▸ Required tasks
a) According to the text on negative credit card balances, how many business days does the law give a bank to send a refund check after it receives a written request?
b) Please list every common scenario that the text on negative credit card balances gives as a cause of a negative balance.
c) Summarize the text on negative credit card balances in two sentences.

▸ Quoted text

··········

A credit card balance is the amount you owe on your account to the credit card issuer. The balance is calculated by adding up your purchases, unpaid balances, interest charges, and any fees incurred during the billing cycle.
How Will My Balance Appear on My Statement?
- If you owe money to the credit card company, the balance will be a positive number.
- If you do not owe any money or paid the exact amount owed your balance will be zero.
- If you overpaid your bill or were issued a credit after you already paid your bill, your credit card statement will show a negative balance. A negative balance is indicated by a negative number or a number with parenthesis around it.
Reasons for Negative Credit Card Balances
There are a few common scenarios that result in your credit card balance showing up as negative:
- You may have credits applied to your account when you make an overpayment on your account, i.e., paying more than your previous statement balance.
- Some cash back rewards cards automatically apply your cash back as a statement credit, while others require you to redeem cash back rewards for statement credits. Either way, if you rewards exceed your balance in a given period, your credit card balance will show as negative.
- You returned something to a store and the return was processed by your credit card company after the billing period closed.
- You receive some other type of refund, such as fraudulent charges or refunded credit card fees.
A common reason for cardholders to overpay their balance is that their credit card balance may vary from day to day. For example, if you have a statement balance of $1000, pay $1000, and then are issued a credit of $200 for a returned item, you will have a $200 credit balance, shown on your statement as -$200 or ($200).
If you know that a credit will be applied to your account, or a store return will be processed around the time you plan to pay your bill, you can avoid overpaying by checking your current balance online or over the phone to determine whether the credit has been processed.
What Should You Do About a Negative Balance?
You have two options here. First, you can leave it in your account and it will be applied as a credit towards future purchases, which if you plan on continuing to use your card is the easiest option.
Pro Tip: A negative balance does not mean a higher spending limit!
While it may be a nice surprise for your current month’s budget, your credit limit remains the same as it was before.
Your second option is to request a refund from your credit card company, which will require calling the number on the back of your credit card. Some banks may require a written request, and once they receive that, the law states that they have 7 business days to send you a refund check.
How Long Will a Negative Balance Remain on My Account?
A negative balance remains as a credit on your account until:
- You charge an amount that offsets the credit, or
- The credit card company sends you a check for the credit
Will a Negative Balance Affect My Credit Score?
Technically, yes, as it reduces your credit utilization by the amount that you’re negative, and as we all know, maintaining low credit utilization is key to keeping your credit score high. That said, negative balances are typically small and resolved relatively quickly, so it won’t have a lasting effect on your credit score.

··········

▸ Supplied material
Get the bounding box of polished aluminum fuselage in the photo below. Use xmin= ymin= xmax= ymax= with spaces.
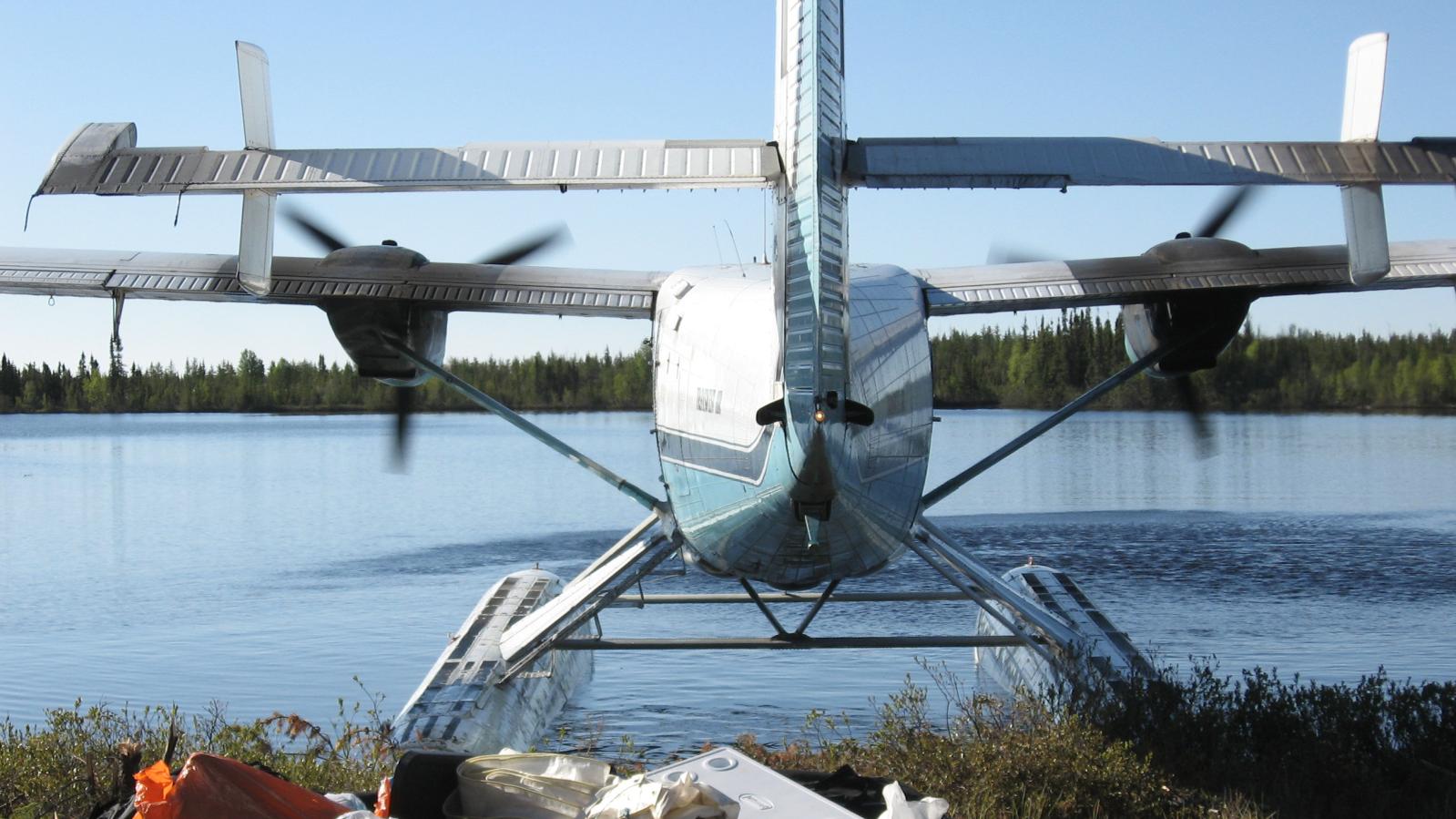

··········

▸ Replies
a) Seven business days.

b)
- Making an overpayment, meaning paying more than your previous statement balance
- Cash back rewards, applied as statement credits, exceeding your balance in a given period
- Returning something to a store, with the return processed by the credit card company after the billing period closed
- Receiving some other type of refund, such as for fraudulent charges or refunded credit card fees

c) A credit card statement shows a negative balance when you overpay or receive credits such as returns, refunds, or cash back rewards after paying your bill. You can leave the credit to cover future purchases or request a refund from the card issuer, and although a negative balance lowers your credit utilization, it does not raise your credit limit and usually has no lasting effect on your credit score.